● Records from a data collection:
· · ·
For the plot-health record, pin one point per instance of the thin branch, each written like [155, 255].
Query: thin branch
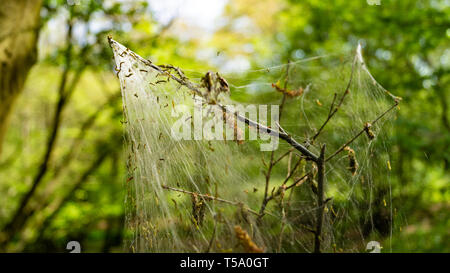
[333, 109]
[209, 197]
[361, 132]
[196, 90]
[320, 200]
· · ·
● What you are asked to do: From the first line to the last, repeat the records exactly. Leave out the pictures.

● Written solution:
For the plot-health record, pin one point per instance of the thin branch, each written like [155, 255].
Query: thin branch
[333, 109]
[209, 197]
[361, 132]
[196, 90]
[320, 200]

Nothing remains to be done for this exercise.